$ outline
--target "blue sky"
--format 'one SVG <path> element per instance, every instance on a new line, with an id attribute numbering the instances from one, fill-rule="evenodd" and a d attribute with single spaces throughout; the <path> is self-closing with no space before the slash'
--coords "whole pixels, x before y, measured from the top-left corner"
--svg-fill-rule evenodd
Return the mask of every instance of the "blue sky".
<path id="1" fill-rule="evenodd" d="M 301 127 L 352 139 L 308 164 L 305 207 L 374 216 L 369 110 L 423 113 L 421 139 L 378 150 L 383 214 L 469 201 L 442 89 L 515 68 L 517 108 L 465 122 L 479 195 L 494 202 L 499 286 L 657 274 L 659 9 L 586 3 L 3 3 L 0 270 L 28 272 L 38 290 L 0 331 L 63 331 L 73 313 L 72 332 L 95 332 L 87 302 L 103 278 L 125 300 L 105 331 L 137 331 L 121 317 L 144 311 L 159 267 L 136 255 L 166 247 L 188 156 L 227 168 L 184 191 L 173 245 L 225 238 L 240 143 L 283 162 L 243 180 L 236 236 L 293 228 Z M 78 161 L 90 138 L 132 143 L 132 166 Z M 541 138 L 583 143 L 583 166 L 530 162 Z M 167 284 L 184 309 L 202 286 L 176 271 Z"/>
┄┄┄┄┄┄┄┄┄┄┄┄┄┄┄┄┄┄┄┄
→ **Work to be completed**: Repeat every line of the records above, keeping each one unchanged.

→ **Result**:
$ outline
--target "blue sky"
--format 'one SVG <path> element per instance, every instance on a new line, with an id attribute numbering the instances from one, fill-rule="evenodd" and a d attribute with single spaces throughout; the <path> is self-closing with no space before the slash'
--coords "whole pixels, x before y, measured from the top-left corner"
--svg-fill-rule evenodd
Return the mask of every instance of the "blue sky".
<path id="1" fill-rule="evenodd" d="M 301 127 L 352 139 L 308 164 L 305 207 L 374 216 L 369 110 L 423 113 L 421 139 L 378 150 L 383 214 L 469 201 L 442 89 L 515 68 L 517 108 L 465 122 L 479 195 L 494 202 L 499 286 L 657 274 L 659 9 L 586 3 L 3 3 L 0 270 L 28 272 L 38 290 L 0 331 L 63 331 L 73 313 L 72 332 L 95 332 L 87 302 L 103 278 L 125 300 L 105 331 L 137 331 L 121 317 L 144 311 L 159 267 L 136 255 L 166 247 L 188 156 L 227 168 L 184 191 L 173 245 L 225 238 L 240 143 L 283 162 L 243 180 L 236 236 L 293 228 Z M 78 161 L 90 138 L 132 143 L 132 166 Z M 541 138 L 583 143 L 583 166 L 530 162 Z M 167 284 L 184 309 L 202 286 L 176 271 Z"/>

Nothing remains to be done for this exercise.